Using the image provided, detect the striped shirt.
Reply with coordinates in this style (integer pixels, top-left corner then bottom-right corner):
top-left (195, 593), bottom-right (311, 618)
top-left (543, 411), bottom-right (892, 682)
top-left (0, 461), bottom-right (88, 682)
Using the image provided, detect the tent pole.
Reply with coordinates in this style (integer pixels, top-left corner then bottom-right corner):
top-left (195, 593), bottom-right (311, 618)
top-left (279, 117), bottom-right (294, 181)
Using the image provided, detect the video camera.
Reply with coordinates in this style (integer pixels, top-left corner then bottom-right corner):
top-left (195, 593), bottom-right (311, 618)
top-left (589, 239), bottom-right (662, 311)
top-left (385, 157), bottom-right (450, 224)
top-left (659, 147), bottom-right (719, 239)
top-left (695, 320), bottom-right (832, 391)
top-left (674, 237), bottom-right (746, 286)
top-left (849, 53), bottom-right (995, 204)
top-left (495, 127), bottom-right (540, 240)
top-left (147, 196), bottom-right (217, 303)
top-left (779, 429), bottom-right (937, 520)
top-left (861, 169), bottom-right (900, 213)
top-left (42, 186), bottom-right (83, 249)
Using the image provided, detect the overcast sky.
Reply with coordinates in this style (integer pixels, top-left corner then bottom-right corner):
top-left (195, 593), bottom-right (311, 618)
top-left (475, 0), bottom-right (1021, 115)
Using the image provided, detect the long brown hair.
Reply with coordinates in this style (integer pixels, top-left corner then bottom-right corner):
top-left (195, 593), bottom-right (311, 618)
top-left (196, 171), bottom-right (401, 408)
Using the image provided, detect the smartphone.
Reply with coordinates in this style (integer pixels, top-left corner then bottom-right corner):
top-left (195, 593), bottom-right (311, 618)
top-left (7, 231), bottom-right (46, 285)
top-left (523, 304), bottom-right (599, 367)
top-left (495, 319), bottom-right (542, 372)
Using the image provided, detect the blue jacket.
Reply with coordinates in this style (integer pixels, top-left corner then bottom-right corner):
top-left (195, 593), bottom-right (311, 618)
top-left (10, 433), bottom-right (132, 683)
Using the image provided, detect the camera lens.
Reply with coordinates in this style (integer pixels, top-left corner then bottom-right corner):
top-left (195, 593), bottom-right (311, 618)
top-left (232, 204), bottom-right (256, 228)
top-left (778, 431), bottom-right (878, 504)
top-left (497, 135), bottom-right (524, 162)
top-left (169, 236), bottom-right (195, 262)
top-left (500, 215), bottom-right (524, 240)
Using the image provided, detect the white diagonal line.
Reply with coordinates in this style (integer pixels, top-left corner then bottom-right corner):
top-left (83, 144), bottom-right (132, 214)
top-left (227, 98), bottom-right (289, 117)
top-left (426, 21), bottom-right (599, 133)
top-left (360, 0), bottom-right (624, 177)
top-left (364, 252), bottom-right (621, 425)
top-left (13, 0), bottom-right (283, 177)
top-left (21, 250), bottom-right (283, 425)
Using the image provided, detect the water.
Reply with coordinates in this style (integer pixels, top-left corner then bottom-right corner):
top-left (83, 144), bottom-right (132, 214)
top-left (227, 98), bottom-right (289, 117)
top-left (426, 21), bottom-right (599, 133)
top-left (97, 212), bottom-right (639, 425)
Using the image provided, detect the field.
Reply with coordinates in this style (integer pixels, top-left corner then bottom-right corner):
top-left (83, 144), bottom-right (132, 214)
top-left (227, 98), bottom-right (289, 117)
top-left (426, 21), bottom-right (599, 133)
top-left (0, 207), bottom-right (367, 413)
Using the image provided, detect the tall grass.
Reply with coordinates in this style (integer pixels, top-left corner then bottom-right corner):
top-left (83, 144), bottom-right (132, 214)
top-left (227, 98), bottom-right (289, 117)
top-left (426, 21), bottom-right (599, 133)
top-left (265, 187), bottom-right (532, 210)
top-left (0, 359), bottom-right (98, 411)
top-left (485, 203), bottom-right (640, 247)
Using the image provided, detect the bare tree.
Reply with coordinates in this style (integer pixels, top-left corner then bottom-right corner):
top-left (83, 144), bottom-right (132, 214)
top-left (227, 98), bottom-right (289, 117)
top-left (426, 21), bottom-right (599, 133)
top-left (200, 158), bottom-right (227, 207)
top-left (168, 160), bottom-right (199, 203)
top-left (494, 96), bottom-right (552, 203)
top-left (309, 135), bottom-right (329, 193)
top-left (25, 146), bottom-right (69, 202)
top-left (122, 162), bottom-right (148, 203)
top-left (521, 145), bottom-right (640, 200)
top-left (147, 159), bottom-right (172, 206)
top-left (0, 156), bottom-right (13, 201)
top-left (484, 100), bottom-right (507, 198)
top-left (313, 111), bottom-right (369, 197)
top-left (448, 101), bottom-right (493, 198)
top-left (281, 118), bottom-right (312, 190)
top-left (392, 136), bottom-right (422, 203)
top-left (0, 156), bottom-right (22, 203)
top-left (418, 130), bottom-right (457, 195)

__________________________________________________

Search the entries for the string "camera" and copy each line where it occurs.

Using the image provided, detect the video camera.
Using the image provided, detect the camera lens.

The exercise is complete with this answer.